◆ **PROMPT**
Copy every line of the records below where the word "fender" occurs.

Records from a data collection:
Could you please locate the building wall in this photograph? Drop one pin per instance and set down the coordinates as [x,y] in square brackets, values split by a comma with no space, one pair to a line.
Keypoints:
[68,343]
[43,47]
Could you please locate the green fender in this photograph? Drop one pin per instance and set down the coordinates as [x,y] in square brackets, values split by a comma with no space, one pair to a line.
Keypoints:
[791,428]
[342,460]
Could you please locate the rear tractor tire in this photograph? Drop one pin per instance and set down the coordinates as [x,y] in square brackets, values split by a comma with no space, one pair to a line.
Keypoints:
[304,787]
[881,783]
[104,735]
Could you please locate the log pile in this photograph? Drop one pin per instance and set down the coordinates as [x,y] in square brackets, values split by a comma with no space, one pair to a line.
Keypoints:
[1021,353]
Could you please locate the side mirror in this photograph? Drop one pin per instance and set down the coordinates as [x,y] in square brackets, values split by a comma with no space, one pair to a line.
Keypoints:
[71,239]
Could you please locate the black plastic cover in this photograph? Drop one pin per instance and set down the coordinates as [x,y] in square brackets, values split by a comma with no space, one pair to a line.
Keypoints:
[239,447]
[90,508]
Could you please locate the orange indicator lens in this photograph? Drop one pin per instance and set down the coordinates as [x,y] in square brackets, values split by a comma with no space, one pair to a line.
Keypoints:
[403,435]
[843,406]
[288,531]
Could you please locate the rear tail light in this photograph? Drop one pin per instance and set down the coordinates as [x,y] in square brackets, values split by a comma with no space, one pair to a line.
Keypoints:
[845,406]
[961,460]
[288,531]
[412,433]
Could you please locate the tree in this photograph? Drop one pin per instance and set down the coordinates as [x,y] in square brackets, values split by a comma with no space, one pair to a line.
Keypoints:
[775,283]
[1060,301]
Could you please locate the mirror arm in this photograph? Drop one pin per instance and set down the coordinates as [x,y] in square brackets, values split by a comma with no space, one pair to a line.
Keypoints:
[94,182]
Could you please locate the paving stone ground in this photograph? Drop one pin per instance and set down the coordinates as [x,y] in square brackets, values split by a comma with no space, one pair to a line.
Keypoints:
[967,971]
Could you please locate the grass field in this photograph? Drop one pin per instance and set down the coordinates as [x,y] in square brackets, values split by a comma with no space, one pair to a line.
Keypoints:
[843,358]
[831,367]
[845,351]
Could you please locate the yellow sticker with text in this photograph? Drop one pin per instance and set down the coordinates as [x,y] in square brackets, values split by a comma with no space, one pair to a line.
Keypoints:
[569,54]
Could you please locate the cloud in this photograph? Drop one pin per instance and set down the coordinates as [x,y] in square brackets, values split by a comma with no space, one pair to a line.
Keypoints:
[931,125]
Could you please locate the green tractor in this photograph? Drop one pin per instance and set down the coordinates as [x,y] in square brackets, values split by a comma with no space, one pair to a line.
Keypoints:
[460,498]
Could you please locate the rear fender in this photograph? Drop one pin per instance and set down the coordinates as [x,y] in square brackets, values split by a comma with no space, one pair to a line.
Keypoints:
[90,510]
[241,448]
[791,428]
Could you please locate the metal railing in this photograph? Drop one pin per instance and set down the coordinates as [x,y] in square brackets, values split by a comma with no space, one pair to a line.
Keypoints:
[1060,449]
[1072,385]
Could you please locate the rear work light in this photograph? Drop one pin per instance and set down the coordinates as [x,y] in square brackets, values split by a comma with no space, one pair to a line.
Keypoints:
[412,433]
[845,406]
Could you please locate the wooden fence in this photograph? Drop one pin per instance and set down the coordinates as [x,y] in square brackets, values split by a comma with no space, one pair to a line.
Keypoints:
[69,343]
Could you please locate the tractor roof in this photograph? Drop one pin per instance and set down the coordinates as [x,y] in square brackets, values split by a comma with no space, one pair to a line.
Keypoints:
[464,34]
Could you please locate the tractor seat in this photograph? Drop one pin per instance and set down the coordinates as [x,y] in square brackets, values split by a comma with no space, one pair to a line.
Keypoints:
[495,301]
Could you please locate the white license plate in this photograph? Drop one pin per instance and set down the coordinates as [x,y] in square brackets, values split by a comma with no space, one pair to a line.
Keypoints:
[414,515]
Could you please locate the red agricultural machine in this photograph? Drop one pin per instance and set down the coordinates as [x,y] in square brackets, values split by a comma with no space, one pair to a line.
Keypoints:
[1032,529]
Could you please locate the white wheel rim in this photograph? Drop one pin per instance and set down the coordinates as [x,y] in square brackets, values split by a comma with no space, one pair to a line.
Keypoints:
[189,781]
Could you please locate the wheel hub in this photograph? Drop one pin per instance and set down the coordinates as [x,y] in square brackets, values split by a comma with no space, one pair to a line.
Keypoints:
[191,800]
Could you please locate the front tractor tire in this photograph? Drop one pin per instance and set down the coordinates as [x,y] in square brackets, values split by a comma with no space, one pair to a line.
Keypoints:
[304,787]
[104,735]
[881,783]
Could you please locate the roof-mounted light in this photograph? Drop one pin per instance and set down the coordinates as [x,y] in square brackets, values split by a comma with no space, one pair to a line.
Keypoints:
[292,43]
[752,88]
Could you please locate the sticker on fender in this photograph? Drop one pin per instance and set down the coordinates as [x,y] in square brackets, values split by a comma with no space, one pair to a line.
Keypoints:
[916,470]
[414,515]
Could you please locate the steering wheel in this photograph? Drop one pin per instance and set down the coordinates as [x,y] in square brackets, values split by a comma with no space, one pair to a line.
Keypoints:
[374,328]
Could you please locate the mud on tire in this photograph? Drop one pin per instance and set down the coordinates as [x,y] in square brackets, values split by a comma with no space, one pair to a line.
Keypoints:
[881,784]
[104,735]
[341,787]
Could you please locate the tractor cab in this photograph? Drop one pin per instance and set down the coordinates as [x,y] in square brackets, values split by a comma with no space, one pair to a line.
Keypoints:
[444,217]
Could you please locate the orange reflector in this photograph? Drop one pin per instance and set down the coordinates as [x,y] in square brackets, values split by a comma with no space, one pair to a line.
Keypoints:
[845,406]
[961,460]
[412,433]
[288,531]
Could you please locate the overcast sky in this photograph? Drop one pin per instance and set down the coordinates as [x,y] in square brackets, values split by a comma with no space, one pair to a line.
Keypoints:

* * *

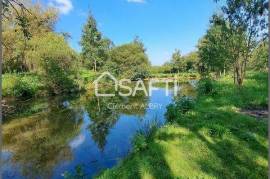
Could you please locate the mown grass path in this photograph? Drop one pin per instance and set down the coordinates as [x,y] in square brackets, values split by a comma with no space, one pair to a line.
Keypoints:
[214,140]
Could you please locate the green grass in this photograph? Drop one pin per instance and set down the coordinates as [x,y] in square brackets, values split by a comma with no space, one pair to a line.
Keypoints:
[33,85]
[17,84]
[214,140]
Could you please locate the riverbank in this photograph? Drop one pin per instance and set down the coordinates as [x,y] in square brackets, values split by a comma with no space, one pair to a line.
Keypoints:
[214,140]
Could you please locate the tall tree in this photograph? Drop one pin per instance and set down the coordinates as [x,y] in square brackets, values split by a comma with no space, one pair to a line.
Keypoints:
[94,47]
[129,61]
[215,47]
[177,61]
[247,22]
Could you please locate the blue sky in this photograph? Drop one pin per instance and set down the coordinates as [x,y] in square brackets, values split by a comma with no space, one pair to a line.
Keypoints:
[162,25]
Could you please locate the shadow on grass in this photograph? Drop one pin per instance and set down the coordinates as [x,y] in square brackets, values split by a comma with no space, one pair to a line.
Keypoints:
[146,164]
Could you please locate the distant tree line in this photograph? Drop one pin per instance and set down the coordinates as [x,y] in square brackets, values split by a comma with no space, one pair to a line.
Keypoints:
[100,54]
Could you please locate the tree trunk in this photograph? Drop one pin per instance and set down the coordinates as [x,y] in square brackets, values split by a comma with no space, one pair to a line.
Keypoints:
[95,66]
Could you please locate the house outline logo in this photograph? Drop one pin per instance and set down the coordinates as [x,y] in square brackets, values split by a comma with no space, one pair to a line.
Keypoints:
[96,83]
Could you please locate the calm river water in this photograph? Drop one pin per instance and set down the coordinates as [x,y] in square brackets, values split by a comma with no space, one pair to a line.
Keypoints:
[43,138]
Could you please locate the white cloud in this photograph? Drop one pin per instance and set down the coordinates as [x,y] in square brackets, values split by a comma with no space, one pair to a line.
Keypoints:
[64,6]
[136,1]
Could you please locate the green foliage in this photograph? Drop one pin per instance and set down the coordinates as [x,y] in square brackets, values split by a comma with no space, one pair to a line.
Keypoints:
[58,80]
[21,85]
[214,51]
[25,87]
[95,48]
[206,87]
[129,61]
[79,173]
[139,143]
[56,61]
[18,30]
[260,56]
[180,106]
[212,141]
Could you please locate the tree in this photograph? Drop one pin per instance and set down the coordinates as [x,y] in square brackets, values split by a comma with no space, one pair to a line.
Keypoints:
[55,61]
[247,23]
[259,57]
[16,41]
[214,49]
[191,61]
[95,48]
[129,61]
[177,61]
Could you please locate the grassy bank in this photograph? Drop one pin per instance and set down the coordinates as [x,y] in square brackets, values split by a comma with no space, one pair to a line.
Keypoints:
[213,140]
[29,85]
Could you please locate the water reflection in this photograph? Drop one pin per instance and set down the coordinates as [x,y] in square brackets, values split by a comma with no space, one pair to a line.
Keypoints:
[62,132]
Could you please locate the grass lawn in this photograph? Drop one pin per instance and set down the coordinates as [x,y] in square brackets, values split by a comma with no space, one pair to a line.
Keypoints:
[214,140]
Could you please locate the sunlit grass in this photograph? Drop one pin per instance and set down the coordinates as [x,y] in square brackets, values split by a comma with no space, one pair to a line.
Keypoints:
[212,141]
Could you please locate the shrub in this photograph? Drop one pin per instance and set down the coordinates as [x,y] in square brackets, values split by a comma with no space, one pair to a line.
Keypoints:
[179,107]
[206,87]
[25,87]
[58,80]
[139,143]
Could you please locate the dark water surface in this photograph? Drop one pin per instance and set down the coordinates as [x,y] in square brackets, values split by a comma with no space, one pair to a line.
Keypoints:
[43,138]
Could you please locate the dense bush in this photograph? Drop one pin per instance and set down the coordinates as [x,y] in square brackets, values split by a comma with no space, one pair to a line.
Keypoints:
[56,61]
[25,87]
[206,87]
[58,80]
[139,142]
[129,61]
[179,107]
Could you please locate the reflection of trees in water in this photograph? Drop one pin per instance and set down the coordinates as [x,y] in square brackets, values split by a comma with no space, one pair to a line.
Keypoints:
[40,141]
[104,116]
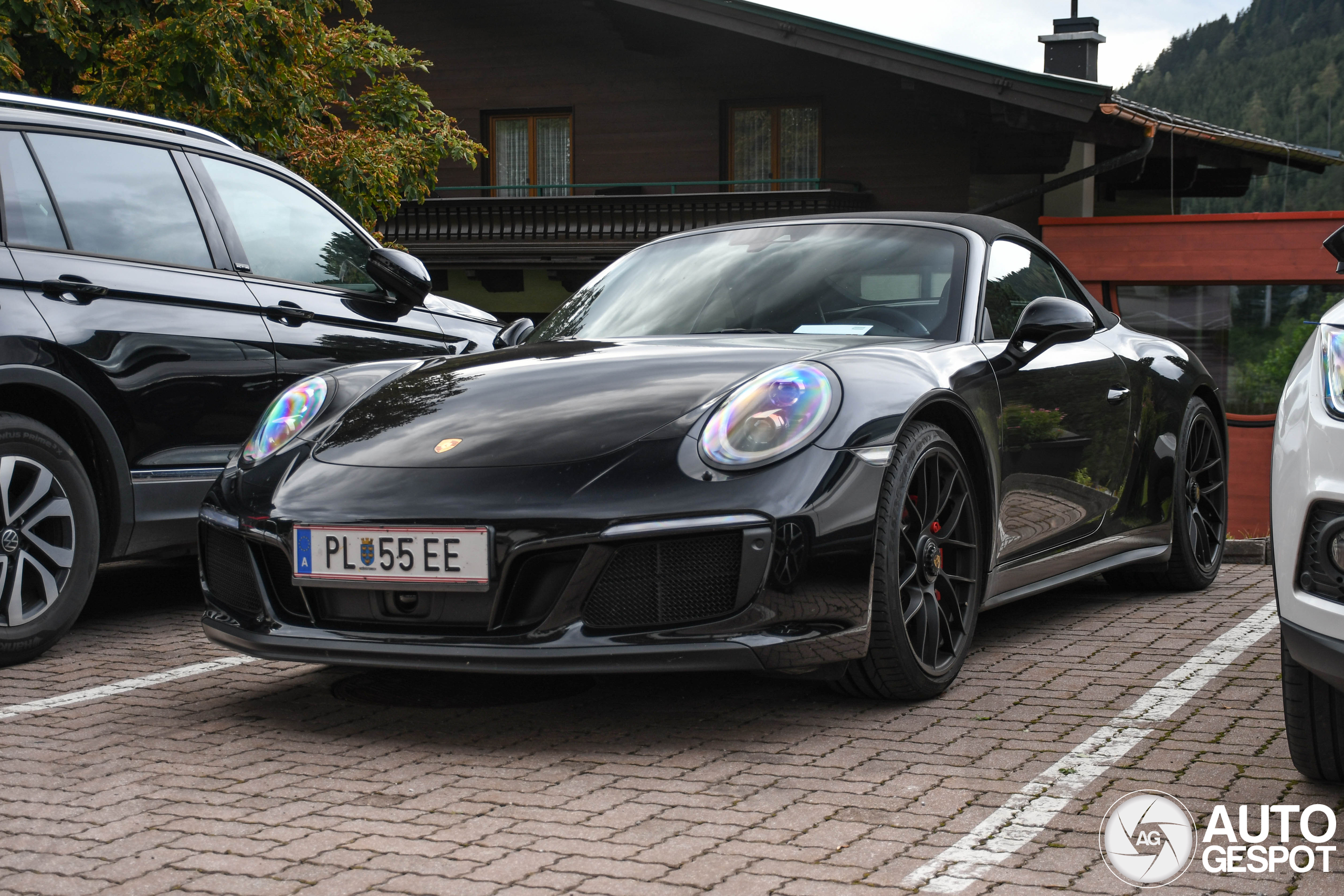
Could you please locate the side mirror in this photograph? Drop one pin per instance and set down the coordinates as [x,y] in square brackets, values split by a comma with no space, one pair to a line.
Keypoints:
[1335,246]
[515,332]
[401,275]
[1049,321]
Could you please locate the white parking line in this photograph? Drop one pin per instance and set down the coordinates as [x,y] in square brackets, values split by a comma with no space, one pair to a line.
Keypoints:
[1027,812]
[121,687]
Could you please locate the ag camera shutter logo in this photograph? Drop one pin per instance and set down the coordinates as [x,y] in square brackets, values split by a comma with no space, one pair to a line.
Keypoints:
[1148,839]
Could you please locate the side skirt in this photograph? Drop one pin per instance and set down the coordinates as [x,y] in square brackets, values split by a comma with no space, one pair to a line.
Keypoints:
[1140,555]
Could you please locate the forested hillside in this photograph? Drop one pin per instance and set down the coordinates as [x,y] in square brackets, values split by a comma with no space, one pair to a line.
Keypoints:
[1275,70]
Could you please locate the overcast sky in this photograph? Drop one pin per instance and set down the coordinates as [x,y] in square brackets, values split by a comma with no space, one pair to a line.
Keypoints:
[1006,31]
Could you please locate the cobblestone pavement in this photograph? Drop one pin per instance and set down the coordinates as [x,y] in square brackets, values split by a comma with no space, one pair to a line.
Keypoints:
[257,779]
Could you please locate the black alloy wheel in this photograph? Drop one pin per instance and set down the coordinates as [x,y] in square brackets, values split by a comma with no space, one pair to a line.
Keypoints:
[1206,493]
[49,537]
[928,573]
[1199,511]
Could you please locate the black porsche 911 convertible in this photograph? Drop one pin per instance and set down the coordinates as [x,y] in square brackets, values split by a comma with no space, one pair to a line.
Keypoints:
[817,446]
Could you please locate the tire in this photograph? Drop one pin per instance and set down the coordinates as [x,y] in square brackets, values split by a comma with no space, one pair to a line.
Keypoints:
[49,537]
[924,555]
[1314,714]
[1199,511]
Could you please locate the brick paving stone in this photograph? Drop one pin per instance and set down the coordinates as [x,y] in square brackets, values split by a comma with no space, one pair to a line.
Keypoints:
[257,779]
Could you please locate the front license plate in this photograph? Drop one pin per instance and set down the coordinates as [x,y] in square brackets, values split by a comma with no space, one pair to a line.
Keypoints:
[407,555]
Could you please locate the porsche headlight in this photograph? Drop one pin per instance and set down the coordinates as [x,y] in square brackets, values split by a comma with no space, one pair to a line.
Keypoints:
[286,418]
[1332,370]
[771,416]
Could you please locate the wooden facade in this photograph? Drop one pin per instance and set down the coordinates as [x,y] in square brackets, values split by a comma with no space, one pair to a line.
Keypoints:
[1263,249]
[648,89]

◆ **OUTPUT OF THE TASK**
Could you please locate the green fender in this photograph? Drop one pin per instance and set down the coordinates as [x,y] in square brackets, values split by a comma with no space, one pair to a line.
Could you please locate the rear fender in this photograph? Drop one pin per instance and set down the coordinates as [x,y] in square brackets, values split by a comma with no space, one pair to a line.
Could you please locate the sticker on fender in this photograph? Drop one pin per instance and set down the coordinates as [x,y] in square brackets, values split by a comma with no space, one pair to a line.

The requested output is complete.